• **REQUIRED WORK**:
Gather every line of the items below that contains the string "wall", matching case exactly.

• **EXERCISE INPUT**:
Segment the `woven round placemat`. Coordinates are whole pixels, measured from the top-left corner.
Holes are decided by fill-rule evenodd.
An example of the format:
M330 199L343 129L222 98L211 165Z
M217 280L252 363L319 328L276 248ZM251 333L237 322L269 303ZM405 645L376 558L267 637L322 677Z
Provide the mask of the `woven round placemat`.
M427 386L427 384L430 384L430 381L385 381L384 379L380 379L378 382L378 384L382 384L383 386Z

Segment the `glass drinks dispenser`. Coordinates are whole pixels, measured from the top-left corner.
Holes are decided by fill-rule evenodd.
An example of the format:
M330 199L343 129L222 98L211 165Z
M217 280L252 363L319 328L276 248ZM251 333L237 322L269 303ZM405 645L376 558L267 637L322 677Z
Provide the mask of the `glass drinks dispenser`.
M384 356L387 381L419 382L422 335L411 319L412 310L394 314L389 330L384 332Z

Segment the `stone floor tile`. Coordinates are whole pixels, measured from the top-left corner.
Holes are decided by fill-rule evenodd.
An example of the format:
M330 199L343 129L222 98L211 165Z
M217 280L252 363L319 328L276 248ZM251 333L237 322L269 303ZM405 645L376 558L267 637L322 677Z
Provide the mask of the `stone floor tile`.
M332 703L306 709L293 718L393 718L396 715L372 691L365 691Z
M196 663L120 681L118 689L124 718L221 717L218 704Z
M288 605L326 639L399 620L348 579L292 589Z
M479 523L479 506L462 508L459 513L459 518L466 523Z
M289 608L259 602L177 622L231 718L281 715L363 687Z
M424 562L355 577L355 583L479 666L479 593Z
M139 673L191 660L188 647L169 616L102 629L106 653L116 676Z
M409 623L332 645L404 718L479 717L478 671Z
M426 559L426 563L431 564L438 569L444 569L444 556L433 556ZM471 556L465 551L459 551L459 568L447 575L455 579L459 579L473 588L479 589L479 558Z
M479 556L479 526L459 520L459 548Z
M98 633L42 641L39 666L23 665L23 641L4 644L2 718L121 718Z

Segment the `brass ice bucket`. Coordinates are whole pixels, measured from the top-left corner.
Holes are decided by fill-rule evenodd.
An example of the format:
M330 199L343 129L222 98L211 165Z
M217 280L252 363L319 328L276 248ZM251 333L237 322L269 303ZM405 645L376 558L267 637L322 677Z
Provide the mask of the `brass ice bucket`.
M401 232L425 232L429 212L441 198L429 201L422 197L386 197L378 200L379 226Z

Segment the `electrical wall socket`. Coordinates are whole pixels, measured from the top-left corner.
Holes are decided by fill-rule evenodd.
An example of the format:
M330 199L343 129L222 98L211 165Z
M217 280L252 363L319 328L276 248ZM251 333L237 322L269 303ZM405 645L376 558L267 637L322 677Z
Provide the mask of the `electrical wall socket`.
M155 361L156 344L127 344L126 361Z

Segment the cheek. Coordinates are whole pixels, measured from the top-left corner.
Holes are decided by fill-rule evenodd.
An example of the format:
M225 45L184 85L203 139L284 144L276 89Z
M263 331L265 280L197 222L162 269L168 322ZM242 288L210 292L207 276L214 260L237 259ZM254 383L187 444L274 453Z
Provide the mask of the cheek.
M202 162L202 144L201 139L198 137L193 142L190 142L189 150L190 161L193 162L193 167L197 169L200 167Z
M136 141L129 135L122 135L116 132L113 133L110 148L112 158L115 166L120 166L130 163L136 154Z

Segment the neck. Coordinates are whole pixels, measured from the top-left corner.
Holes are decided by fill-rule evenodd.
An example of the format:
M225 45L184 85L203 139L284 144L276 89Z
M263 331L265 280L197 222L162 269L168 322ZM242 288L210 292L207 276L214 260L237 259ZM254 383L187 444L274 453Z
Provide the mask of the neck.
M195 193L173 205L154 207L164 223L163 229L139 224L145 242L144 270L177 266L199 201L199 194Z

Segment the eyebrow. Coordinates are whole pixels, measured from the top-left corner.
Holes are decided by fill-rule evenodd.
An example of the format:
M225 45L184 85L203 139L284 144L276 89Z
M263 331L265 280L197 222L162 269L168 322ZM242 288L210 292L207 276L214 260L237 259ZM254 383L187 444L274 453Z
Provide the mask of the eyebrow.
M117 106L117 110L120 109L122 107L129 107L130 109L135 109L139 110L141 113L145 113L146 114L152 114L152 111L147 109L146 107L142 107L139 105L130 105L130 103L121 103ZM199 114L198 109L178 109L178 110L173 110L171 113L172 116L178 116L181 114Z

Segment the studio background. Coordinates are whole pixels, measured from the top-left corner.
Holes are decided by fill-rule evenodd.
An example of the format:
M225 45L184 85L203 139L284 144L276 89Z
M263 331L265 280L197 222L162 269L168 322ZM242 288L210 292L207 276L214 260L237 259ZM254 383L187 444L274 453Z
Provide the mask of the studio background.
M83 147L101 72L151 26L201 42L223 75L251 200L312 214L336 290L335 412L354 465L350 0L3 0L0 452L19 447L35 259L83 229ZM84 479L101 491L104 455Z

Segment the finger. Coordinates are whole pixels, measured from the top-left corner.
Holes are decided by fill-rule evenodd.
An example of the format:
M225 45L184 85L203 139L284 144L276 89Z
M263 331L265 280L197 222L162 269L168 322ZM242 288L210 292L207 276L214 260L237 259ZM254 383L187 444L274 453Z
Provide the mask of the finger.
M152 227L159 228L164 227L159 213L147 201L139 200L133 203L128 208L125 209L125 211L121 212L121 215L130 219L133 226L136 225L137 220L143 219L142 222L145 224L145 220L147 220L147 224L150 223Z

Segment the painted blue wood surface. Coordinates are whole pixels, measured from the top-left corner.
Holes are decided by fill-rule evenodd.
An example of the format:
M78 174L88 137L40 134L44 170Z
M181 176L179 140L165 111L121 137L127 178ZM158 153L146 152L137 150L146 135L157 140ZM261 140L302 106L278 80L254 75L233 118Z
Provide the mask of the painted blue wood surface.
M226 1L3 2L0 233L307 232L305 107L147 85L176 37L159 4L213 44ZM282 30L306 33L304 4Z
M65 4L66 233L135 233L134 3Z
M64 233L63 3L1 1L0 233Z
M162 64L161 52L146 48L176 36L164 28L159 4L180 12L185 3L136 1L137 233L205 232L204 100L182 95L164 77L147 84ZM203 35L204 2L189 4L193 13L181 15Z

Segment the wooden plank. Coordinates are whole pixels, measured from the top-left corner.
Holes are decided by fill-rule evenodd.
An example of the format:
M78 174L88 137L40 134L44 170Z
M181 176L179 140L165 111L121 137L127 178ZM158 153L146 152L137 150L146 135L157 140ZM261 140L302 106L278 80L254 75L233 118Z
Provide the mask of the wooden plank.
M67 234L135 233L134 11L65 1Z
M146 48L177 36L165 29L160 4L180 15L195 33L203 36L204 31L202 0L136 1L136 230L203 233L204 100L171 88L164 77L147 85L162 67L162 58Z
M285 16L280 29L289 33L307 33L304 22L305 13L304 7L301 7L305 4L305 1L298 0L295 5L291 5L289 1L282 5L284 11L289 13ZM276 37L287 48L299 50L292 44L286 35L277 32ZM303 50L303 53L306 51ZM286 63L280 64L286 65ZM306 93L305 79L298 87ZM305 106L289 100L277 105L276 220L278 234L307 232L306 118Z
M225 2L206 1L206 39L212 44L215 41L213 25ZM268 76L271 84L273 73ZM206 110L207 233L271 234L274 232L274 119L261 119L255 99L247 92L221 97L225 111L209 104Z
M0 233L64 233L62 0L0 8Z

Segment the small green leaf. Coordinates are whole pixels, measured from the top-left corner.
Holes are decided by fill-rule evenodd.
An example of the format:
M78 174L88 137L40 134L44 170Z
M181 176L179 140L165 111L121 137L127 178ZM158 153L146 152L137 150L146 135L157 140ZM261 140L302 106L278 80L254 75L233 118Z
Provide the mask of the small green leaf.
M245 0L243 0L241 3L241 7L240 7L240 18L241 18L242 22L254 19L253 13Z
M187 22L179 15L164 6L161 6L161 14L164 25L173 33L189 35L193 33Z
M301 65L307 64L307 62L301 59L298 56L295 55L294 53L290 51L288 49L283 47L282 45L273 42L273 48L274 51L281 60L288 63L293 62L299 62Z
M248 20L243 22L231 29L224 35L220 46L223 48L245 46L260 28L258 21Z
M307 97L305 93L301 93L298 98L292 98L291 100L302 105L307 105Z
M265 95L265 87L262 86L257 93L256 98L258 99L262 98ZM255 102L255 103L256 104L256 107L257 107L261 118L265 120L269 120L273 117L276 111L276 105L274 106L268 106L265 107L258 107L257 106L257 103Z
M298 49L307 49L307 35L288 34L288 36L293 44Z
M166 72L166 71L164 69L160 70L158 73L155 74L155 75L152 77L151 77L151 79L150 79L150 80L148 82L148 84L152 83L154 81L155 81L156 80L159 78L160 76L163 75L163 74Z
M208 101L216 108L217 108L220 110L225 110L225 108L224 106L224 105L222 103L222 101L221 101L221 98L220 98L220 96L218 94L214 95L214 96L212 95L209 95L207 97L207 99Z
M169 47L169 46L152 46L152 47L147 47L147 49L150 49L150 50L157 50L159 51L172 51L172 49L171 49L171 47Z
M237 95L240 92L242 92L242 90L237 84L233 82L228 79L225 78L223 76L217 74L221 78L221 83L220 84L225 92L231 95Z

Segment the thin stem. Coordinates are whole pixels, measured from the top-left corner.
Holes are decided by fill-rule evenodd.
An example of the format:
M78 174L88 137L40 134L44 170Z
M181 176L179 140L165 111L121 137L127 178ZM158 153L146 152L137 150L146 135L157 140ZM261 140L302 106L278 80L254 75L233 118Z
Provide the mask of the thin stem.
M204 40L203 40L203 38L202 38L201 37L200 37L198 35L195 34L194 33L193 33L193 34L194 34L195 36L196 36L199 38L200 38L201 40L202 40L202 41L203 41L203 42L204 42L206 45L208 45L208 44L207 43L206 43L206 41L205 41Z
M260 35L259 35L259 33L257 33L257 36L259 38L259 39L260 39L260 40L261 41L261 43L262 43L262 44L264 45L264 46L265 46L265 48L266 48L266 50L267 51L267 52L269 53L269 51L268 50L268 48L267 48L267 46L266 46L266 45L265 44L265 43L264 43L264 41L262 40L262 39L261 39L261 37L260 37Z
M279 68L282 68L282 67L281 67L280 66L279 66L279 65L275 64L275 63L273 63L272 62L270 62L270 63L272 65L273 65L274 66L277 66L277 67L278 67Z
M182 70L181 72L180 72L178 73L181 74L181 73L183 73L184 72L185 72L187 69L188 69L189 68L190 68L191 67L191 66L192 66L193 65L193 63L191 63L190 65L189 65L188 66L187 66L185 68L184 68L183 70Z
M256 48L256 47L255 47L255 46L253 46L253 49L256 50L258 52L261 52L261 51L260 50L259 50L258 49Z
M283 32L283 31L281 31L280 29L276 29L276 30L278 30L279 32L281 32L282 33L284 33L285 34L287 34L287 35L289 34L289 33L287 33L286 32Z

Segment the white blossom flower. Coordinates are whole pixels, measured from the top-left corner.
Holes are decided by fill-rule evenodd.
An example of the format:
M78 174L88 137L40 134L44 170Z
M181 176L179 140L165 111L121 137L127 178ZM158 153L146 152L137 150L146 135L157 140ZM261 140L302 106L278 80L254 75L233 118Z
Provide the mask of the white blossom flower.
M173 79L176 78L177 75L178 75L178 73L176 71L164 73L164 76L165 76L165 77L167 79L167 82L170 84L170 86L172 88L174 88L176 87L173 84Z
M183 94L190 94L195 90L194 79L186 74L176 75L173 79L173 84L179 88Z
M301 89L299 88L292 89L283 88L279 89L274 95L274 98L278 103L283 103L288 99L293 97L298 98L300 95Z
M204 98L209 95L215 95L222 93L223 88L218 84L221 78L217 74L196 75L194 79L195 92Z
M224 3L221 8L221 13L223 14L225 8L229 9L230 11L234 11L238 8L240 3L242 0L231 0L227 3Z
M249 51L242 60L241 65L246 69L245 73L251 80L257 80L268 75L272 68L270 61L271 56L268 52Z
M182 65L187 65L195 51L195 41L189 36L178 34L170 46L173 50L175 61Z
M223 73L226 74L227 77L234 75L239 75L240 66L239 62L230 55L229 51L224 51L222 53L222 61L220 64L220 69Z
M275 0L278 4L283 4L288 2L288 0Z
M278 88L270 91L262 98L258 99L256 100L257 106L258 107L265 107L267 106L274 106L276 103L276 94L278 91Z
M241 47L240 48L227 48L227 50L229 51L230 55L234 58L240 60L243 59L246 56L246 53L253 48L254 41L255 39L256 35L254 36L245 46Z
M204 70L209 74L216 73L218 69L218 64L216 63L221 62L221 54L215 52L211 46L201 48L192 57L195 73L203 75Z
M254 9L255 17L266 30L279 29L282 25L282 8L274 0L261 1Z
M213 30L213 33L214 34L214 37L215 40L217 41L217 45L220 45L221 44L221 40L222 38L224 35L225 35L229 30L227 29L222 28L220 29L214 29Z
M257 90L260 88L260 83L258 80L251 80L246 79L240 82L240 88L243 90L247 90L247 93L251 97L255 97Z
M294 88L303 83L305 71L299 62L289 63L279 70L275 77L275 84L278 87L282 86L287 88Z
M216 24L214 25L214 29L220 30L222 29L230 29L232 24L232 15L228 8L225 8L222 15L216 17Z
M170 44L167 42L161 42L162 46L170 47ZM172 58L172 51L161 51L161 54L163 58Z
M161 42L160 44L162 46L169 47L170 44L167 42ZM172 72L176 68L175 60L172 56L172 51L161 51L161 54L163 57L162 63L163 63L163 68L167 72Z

• **TASK SOLUTION**:
Segment the `electrical wall socket`. Coordinates are whole pixels, measured from the top-left corner.
Provide the mask of the `electrical wall socket`.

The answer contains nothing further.